* **Page text**:
-- START --
Time_series_fuzzy

Last updated: May 3rd, 20212021-05-03Project preview
In [ ]:
!pip install networks
!pip install linkpred
!pip install scikit-fuzzy
!pip install more-itertools
In [ ]:
# import packages
import networkx as nx
import linkpred
import skfuzzy as fuzz
import numpy as np

from itertools import combinations
from numpy import array
from matplotlib import pyplot
from math import log2
from skfuzzy import control as ctrl
In [ ]:
def visibility_graph(series):

    g = nx.Graph()
    
    # convert list of magnitudes into list of tuples that hold the index
    tseries = []
    n = 0
    for magnitude in series:
        tseries.append( (n, magnitude ) )
-- END --
* **Instructions**:
1) According to the time-series notebook, on what date was it last updated?
2) Continue the time-series notebook code from the point where it stops.

* **Data entries**:
-- START --
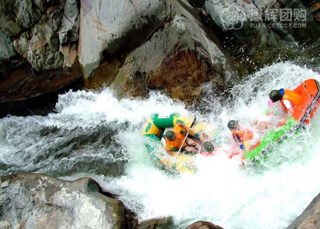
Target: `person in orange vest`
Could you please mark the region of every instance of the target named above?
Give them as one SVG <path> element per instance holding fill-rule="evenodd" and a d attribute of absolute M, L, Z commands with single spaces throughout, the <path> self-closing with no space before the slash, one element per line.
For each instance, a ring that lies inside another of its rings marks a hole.
<path fill-rule="evenodd" d="M 167 153 L 171 156 L 174 155 L 173 152 L 179 151 L 183 140 L 186 137 L 185 134 L 181 133 L 182 129 L 184 129 L 187 132 L 190 132 L 190 129 L 182 123 L 178 123 L 172 130 L 168 130 L 165 132 L 165 149 Z M 191 138 L 187 137 L 183 143 L 181 151 L 189 151 L 194 153 L 198 153 L 200 146 L 202 145 L 202 142 L 199 140 L 194 140 Z M 208 144 L 206 144 L 208 146 Z M 208 149 L 210 147 L 207 147 Z M 213 151 L 213 149 L 211 151 Z"/>
<path fill-rule="evenodd" d="M 287 118 L 293 113 L 293 108 L 300 100 L 300 96 L 297 93 L 289 90 L 281 88 L 280 90 L 273 90 L 269 94 L 269 98 L 272 102 L 281 101 L 281 105 L 287 112 L 287 114 L 280 121 L 280 124 L 284 123 Z"/>
<path fill-rule="evenodd" d="M 228 128 L 232 131 L 232 137 L 241 150 L 245 150 L 247 142 L 252 139 L 253 135 L 248 129 L 241 129 L 237 121 L 230 120 L 227 124 Z M 248 147 L 248 146 L 247 146 Z"/>

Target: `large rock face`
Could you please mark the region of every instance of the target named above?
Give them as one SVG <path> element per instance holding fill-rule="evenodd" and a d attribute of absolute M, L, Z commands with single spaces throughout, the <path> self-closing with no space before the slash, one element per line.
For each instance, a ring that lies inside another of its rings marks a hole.
<path fill-rule="evenodd" d="M 67 181 L 37 174 L 0 178 L 1 228 L 124 228 L 123 204 L 90 178 Z"/>
<path fill-rule="evenodd" d="M 320 193 L 287 229 L 318 229 L 320 228 Z"/>
<path fill-rule="evenodd" d="M 112 87 L 122 97 L 147 88 L 164 89 L 173 98 L 192 102 L 203 83 L 225 85 L 237 80 L 232 60 L 212 41 L 187 1 L 171 1 L 170 18 L 134 50 L 120 69 Z"/>
<path fill-rule="evenodd" d="M 203 18 L 209 22 L 209 26 L 225 33 L 221 37 L 223 40 L 227 43 L 230 40 L 225 37 L 235 37 L 241 44 L 241 51 L 245 50 L 251 56 L 260 52 L 262 55 L 271 53 L 273 49 L 293 48 L 298 51 L 299 47 L 307 46 L 313 47 L 314 53 L 319 49 L 319 2 L 298 0 L 188 0 L 199 9 Z M 236 50 L 236 46 L 235 48 Z"/>
<path fill-rule="evenodd" d="M 105 57 L 117 58 L 142 43 L 165 17 L 167 1 L 81 0 L 78 54 L 85 78 Z"/>

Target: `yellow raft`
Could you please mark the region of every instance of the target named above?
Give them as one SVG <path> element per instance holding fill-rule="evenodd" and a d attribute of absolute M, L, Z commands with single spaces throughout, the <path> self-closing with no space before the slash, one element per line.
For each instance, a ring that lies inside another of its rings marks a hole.
<path fill-rule="evenodd" d="M 145 123 L 142 135 L 152 139 L 153 141 L 159 142 L 159 145 L 161 145 L 164 148 L 165 140 L 163 135 L 167 130 L 173 128 L 179 122 L 182 123 L 190 127 L 193 120 L 193 117 L 181 116 L 177 113 L 172 113 L 169 115 L 154 114 L 148 118 Z M 203 131 L 211 136 L 214 134 L 212 127 L 203 122 L 196 122 L 193 124 L 189 135 L 198 137 Z M 185 130 L 183 130 L 182 133 L 186 134 Z M 196 168 L 194 165 L 194 155 L 180 153 L 175 158 L 177 152 L 173 152 L 174 156 L 171 156 L 165 150 L 160 150 L 159 148 L 152 147 L 151 145 L 153 145 L 152 144 L 146 144 L 148 151 L 152 158 L 161 164 L 164 165 L 171 170 L 179 173 L 195 172 Z"/>

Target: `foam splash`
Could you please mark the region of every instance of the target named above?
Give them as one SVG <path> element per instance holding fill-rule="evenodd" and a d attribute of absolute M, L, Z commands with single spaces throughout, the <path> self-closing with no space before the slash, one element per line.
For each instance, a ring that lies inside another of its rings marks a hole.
-- END --
* **The responses**:
1) May 3rd, 2021

2)
        n += 1

    # contiguous time points always have visibility
    for n in range(0,len(tseries)-1):
        (ta, ya) = tseries[n]
        (tb, yb) = tseries[n+1]
        g.add_node(ta, mag=ya)
        g.add_node(tb, mag=yb)

    for a,b in combinations(tseries, 2):
        # two points, maybe connect
        (ta, ya) = a
        (tb, yb) = b

        connect = True
        
        # let's see all other points in the series
        for tc, yc in tseries:
            # other points, not a or b
            if ta < tc < tb and tc != ta and tc != tb:
                # does c obstruct?
                if yc >= yb + (ya - yb) * ( (tb - tc) / (tb - ta) ):
                    connect = False
                    
        if connect and tb-ta > 1:
            g.add_edge(ta, tb)
            
    nx.write_pajek(g, "graph.net")
In [ ]:
def link_pred():
    
    # import generated network
    G = linkpred.read_network("graph.net")
    
    # build similarity rank
    sim = nx.simrank_similarity(G)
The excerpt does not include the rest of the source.